## begin INPUT RECORDS

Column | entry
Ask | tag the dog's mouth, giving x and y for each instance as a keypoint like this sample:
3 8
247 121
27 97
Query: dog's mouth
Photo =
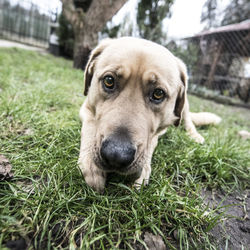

## end INPUT RECORDS

REQUIRED WORK » Can you copy out every line of the items above verbatim, leaving the pictures out?

RESPONSE TO THE TASK »
Column | entry
Ask | tag the dog's mouth, giving x and y for each instance as a keypoint like this sample:
3 8
247 121
27 97
Query: dog's mouth
Photo =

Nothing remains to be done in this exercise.